[Selected extract]
** START **

The port 'id' or number is internal state between the guest kernel and
our bus implementation. This is invocation-dependent and isn't part of
the guest-host ABI.
To correcly enumerate and map ports between the host and the guest, the
'name' property is used.
Example:
-device virtserialport,name=org.qemu.port.0
This invocation will get us a char device in the guest at:
/dev/virtio-ports/org.qemu.port.0
which can be a symlink to
/dev/vport0p3
This 'name' property is exposed by the guest kernel in a sysfs
attribute:
/sys/kernel/virtio-ports/vport0p3/name
A simple udev script can pick up this name and create the symlink
mentioned above.
Signed-off-by: Amit Shah<address@hidden>
---
hw/virtio-serial-bus.c | 16 ++++++++++++++++
hw/virtio-serial.c | 1 +
hw/virtio-serial.h | 8 ++++++++
3 files changed, 25 insertions(+), 0 deletions(-)

** END **

[Stored data]
** START **

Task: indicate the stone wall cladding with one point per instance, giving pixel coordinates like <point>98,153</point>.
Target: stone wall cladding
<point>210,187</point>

** END **

[Exercises]
[1] In the patch description, restate the passage starting with "The port 'id'" and going on through "property is used.", renaming "bus implementation" to "serial bus code" throughout.
[2] Answer the following from the patch description:
(a) Which property is used to enumerate and map ports between the host and the guest?
(b) At which sysfs attribute does the guest kernel expose that property in the example?
(c) How many files does the patch change?
[3] Resume the patch description on serial port naming from the point at which it stops.

[Answers for the exercise]
[1]
The port 'id' or number is internal state between the guest kernel and
our serial bus code. This is invocation-dependent and isn't part of
the guest-host ABI.
To correcly enumerate and map ports between the host and the guest, the
'name' property is used.

[2]
(a) The 'name' property.
(b) /sys/kernel/virtio-ports/vport0p3/name
(c) Three files.

[3]
diff --git a/hw/virtio-serial-bus.c b/hw/virtio-serial-bus.c
index 27120da..b683109 100644
--- a/hw/virtio-serial-bus.c
+++ b/hw/virtio-serial-bus.c
@@ -236,6 +236,8 @@ static void handle_control_message(VirtIOSerial *vser, void
*buf)
{
struct VirtIOSerialPort *port;
struct virtio_console_control *cpkt;
+ uint8_t *buffer;
+ size_t buffer_len;
cpkt = buf;
port = find_port_by_id(vser, cpkt->id);
@@ -254,6 +256,20 @@ static void handle_control_message(VirtIOSerial *vser,
void *buf)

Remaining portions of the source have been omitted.